:: Data shown ::

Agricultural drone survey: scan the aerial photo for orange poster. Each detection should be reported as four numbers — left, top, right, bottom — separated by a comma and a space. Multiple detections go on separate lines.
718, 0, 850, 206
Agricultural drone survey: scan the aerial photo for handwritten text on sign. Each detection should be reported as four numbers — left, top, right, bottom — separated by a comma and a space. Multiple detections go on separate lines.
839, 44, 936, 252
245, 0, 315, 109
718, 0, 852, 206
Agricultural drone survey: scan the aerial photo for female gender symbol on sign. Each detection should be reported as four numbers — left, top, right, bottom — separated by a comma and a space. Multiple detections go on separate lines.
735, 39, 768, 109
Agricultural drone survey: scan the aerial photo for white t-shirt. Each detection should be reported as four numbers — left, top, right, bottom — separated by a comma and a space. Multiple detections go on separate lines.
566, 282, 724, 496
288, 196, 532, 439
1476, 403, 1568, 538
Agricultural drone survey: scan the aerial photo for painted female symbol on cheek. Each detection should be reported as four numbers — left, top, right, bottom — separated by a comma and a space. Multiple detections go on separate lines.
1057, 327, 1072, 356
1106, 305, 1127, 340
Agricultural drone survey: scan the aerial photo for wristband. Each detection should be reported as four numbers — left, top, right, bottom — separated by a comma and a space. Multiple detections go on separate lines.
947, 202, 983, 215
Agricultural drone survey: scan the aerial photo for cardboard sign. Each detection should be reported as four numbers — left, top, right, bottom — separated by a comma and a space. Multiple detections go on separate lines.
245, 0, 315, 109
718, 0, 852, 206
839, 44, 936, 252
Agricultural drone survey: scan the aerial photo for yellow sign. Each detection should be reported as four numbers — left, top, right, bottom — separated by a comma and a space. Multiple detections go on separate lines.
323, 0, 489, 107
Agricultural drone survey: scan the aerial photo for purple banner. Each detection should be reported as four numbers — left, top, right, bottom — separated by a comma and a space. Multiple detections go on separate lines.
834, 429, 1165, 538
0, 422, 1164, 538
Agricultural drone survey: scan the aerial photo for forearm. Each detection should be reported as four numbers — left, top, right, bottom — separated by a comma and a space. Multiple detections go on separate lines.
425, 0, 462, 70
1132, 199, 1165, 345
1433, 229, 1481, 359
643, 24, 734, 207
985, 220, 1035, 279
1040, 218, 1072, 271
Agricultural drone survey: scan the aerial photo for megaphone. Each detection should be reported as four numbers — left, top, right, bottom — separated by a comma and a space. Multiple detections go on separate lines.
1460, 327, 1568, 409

:::

Your objective: Express every line of the items above as a JSON list of strings, one string per line, with blank lines omitted.

Solution to this exercise:
[
  "Agricultural drone survey: scan the aerial photo for orange poster. Each detection should be reported as four numbers — left, top, right, bottom — separated by a comma and a space. Multiple detections go on separate lines.",
  "718, 0, 850, 206",
  "Agricultural drone survey: scan the aerial photo for handwritten text on sign. Each detection should be reported as four numbers — left, top, right, bottom — separated by a comma and a space. Multiple detections go on separate lines.",
  "839, 44, 936, 252",
  "245, 0, 315, 109",
  "718, 0, 852, 206",
  "Agricultural drone survey: scan the aerial photo for female gender symbol on sign. Each detection should be reported as four numbers — left, top, right, bottom — separated by a comma and a space. Multiple detections go on separate lines.",
  "735, 39, 768, 109",
  "Agricultural drone survey: scan the aerial photo for white t-shirt. Each detection should be reported as four numbers — left, top, right, bottom — separated by a comma and a space. Multiple detections go on separate lines.",
  "566, 282, 724, 496",
  "288, 196, 532, 439",
  "1476, 403, 1568, 538",
  "Agricultural drone survey: scan the aerial photo for painted female symbol on cheek. Each detection should be reported as four numbers — left, top, right, bottom — separated by a comma and a space. Multiple detections go on separate lines.",
  "1057, 327, 1072, 356",
  "1106, 305, 1127, 340",
  "Agricultural drone survey: scan the aerial photo for wristband. Each detection should be reported as four numbers — left, top, right, bottom — separated by a comma and a space. Multiple detections go on separate lines.",
  "947, 202, 983, 215",
  "Agricultural drone survey: scan the aerial photo for cardboard sign. Each detection should be reported as four numbers — left, top, right, bottom — separated by a comma and a space. Multiple detections go on separate lines.",
  "245, 0, 315, 109",
  "718, 0, 852, 206",
  "839, 44, 936, 252",
  "Agricultural drone survey: scan the aerial photo for yellow sign. Each detection should be reported as four numbers — left, top, right, bottom — separated by a comma and a space. Multiple detections go on separate lines.",
  "323, 0, 489, 107",
  "Agricultural drone survey: scan the aerial photo for purple banner. Each detection should be reported as four numbers — left, top, right, bottom — separated by a comma and a space. Multiple detections go on separate lines.",
  "834, 429, 1165, 538",
  "0, 422, 1164, 538",
  "Agricultural drone survey: scan the aerial photo for forearm. Each detection should be reported as four numbers — left, top, right, bottom — separated by a comma and a space. Multiple detections go on separate lines.",
  "425, 0, 462, 70",
  "1132, 199, 1165, 345",
  "1433, 229, 1481, 359",
  "643, 24, 734, 207",
  "985, 220, 1035, 279",
  "1040, 218, 1072, 271",
  "Agricultural drone survey: scan the aerial photo for megaphone. Each detection should be reported as four numbers — left, top, right, bottom — separated by a comma and a space. Multiple detections go on separate lines.",
  "1460, 327, 1568, 409"
]